*Page text:*

+++

Arulmigu Meenakshi Sundareshwarar temple is a treasure house of art and culture. As a centre of traditional cultural activities, it is here that architecture, sculpture, painting, music, dance, literature, as well as the folk arts and crafts, received great encouragement over centuries and this continues even today.
The architectural marvels and sculptural embellishments of the temples in India in general and those of South India in particular attract both foreigners and the natives. The Pallavas, Pandyas, Cholas and the Vijayanagar Nayak rulers produced excellent architectural monuments enshrining the beautiful sculptures of the divinities as well as the human beings, animals and birds in the Tamil country. Of such monuments, the great temple of Meenakshi Sundareshwarar at Madurai finds a foremost place with its exuberant structures and exhilarated carvings.

+++

*Entries:*
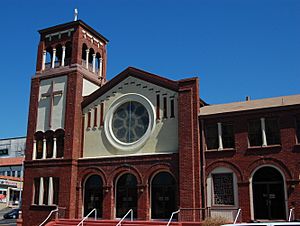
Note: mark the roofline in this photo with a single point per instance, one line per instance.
(77, 22)
(249, 111)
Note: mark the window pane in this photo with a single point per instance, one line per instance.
(254, 133)
(212, 136)
(272, 131)
(298, 130)
(36, 190)
(223, 189)
(55, 190)
(227, 135)
(46, 190)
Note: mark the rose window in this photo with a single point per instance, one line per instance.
(130, 122)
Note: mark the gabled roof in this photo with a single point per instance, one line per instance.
(250, 105)
(133, 72)
(70, 24)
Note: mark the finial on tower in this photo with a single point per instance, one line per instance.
(75, 14)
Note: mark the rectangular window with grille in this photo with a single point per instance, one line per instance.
(46, 198)
(212, 136)
(272, 131)
(223, 192)
(254, 133)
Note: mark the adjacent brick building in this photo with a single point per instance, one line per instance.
(147, 143)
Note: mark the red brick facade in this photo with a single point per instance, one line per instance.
(244, 160)
(190, 167)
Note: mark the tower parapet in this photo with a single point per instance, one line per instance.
(69, 45)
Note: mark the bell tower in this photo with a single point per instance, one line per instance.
(71, 64)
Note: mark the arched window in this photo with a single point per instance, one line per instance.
(83, 54)
(98, 64)
(49, 53)
(49, 143)
(39, 136)
(163, 196)
(60, 142)
(68, 55)
(126, 195)
(93, 195)
(91, 53)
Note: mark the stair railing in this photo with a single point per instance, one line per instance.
(237, 215)
(131, 217)
(172, 215)
(291, 214)
(86, 217)
(47, 218)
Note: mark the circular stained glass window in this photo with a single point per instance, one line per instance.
(130, 122)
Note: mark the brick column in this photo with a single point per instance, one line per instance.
(143, 203)
(108, 202)
(189, 149)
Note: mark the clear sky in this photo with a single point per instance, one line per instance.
(237, 48)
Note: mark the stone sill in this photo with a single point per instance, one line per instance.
(224, 149)
(265, 147)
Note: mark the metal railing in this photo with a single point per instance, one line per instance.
(47, 218)
(291, 214)
(86, 217)
(131, 217)
(172, 215)
(190, 214)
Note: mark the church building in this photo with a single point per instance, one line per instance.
(144, 142)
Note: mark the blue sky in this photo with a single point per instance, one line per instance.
(237, 48)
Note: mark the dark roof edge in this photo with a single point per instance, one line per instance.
(78, 22)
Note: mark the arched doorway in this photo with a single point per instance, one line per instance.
(268, 194)
(126, 195)
(163, 196)
(93, 195)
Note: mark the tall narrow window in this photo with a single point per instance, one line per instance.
(36, 191)
(60, 142)
(89, 120)
(254, 133)
(298, 130)
(101, 114)
(165, 108)
(272, 131)
(158, 106)
(46, 190)
(227, 135)
(95, 116)
(55, 190)
(172, 108)
(212, 136)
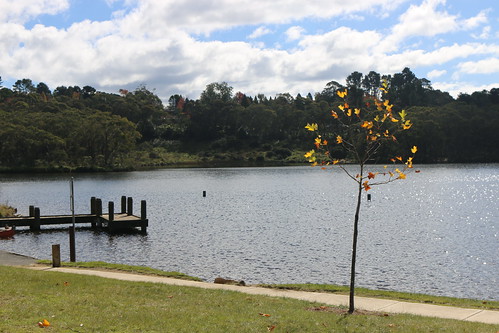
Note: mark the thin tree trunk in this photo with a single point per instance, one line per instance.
(351, 307)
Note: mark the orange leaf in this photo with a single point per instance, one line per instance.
(366, 186)
(44, 323)
(342, 94)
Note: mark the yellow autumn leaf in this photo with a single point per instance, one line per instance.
(402, 115)
(318, 142)
(342, 94)
(366, 186)
(309, 154)
(367, 124)
(312, 127)
(406, 125)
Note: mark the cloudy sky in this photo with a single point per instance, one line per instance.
(257, 46)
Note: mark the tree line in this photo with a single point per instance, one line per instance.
(79, 127)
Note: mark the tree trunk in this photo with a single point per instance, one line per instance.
(351, 307)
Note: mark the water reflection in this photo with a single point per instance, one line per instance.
(435, 232)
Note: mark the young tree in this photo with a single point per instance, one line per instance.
(359, 133)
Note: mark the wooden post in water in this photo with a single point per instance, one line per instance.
(98, 207)
(92, 205)
(92, 211)
(130, 206)
(123, 204)
(110, 206)
(143, 215)
(72, 244)
(143, 210)
(56, 255)
(35, 226)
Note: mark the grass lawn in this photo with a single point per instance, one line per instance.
(77, 303)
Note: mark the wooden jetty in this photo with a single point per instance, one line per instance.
(112, 221)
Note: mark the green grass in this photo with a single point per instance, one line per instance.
(408, 297)
(123, 268)
(7, 211)
(78, 303)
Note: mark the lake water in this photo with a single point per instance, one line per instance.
(436, 232)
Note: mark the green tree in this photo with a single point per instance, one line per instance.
(360, 134)
(24, 86)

+++

*Complete the following:*
1. In the passage on the Meenakshi Sundareshwarar temple:
(a) Which arts does it say received encouragement at the temple over the centuries?
(b) Which rulers does it name as producing architectural monuments in the Tamil country?
(c) In which city does it place the temple?
2. Can you write the next part of the passage on the Meenakshi Sundareshwarar temple, following on from its final sentence?

*Responses to the tasks:*
1.
(a) Architecture, sculpture, painting, music, dance, literature, and the folk arts and crafts.
(b) The Pallavas, Pandyas, Cholas and the Vijayanagar Nayak rulers.
(c) Madurai.

2.
Madurai is a well known religious and cultural center of the Tamils from time immemorial. In the past, as an international trade centre it attracted people from
different countries who settled here for many centuries. Madurai continued to be the capital city of various ruling dynasties for many centuries. The Meenakshi Sundareshwarar temple is the nucleus of this ancient city. Though the temple is mentioned in early literature, the present structure has undergone many a renovation and rebuilding. This vast temple complex has numerous mandapams exposing architectural marvels starting from the Pandya period to the end of the nineteenth century. Each art piece shows varied styles. Each mandapam accommodates sculptural panels depicting epic, puranic stories and local legends. Majority of the sculptural panels and individual sculptures found here belong to the period of the Nayaks. They are all life size sculptures and statues exquisitely and intricately carved with attention to minute details.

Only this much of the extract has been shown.